- **Aim**
Continue the forum thread on Apple's App Store monopoly below, picking up right after its final line.

- **Provided text**
* * *

How do you know it couldn't be vastly better? I know I would be extremely
hesitant to develop an iPhone app given Apple's behavior, and would bet many
others feel the same.

------
Animats
Epic has a good argument that Apple is engaging in illegal "tying" \-
requiring that to buy B, you must also buy A, where A and B are not inherently
tied tightly together

AT&T lost that one decades ago. At one time phone users could only use a
rented AT&T phone. (Or modem, and AT&Ts modems were huge, expensive, and
included a dial and handset.) See "Carterphone decision".

------
dbetteridge
Summary

1) iOS devices are a large market (Over 1.5 BILLION devices)

2) iOS users spend more then Android users

3) Apps must be independently developed for each platform

4) Apple’s Monopoly Power in the iOS App Distribution Market. (p20) As it is
the sole means by which apps are distributed to consumers in the iOS Market.

5) Non-iOS app distribution platforms do not constrain Apple’s monopoly power
in the iOS App Distribution Market because they are not compatible with iOS
devices, they cannot provide iOS users with apps for their devices, and they
do not contain iOS compatible apps.

6) Apple imposes unreasonable restraints and unlawfully maintains a monopoly
in the iOS App Distribution Market through several anti-competitive acts,
including technical restrictions \- Cannot download alternative app stores

\- App store is preinstalled

\- Contractual restrictions on distributing iOS apps outside the app store

\- Section 3.3.2(b) of the Developer Agreement prohibits “Application[s]” that
“create a store or storefront for other code or applications”. (p25 C75)

* * *

- **Data**
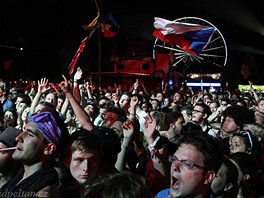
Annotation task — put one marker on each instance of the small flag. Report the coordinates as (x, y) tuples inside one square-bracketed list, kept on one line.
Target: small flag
[(78, 52), (191, 38), (109, 26), (95, 23)]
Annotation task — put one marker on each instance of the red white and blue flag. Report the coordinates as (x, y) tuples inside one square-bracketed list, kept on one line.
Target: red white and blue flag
[(191, 38)]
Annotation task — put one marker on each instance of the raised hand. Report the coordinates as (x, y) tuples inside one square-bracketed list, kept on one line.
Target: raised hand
[(43, 85)]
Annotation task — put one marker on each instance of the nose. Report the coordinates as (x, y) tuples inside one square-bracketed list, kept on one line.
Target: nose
[(176, 166), (20, 137), (85, 165)]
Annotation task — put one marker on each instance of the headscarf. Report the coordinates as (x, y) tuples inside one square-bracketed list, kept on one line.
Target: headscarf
[(47, 125)]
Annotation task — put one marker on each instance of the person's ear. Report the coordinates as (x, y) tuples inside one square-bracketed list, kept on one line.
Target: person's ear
[(228, 187), (209, 177), (49, 149), (246, 177)]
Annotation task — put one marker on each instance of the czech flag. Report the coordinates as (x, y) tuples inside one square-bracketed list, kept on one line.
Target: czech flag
[(191, 38)]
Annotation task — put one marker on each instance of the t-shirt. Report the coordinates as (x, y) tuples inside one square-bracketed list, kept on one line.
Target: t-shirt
[(163, 194)]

* * *

- **Expected output**
7) Apple’s anti-competitive conduct harms all would-be app distributors by
foreclosing them from competing in the iOS App Distribution Market. (p26 D88)

8) Apple has a monopoly over the iOS In-App Payment Processing Market and, in
the alternative, over the iOS Games Payment Processing Market, as it has a
100% market share.

9) The cost of alternative electronic payment processing tools, which Apple
does not permit to be used for the purchase of in-app digital content, can be
one tenth of the cost of In-App Purchase.

Electronic Payment Processing Tool, Base U.S. Rate

PayPal 2.9%

Stripe 2.9%

Square 2.6%-3.5%

Braintree 2.9%

------
haunter
Saw on reddit and agree 100%

> I will say it's a VERY smart move by Epic to position Apple against
> customers by no longer making it "Apple is taking 30% from epic" to "Apple
> is taking 20% from you"

------
rafaelturk
IMO The key takeaway is that developers are no longer afraid of Apple. Epic
Games move would be unthinkable a few years ago. Looks like this will become
common practice. Epic Games joins Spotify, what will be joined by X, Y.

Maybe at some point multiple developers will also follow and also file legal
actions.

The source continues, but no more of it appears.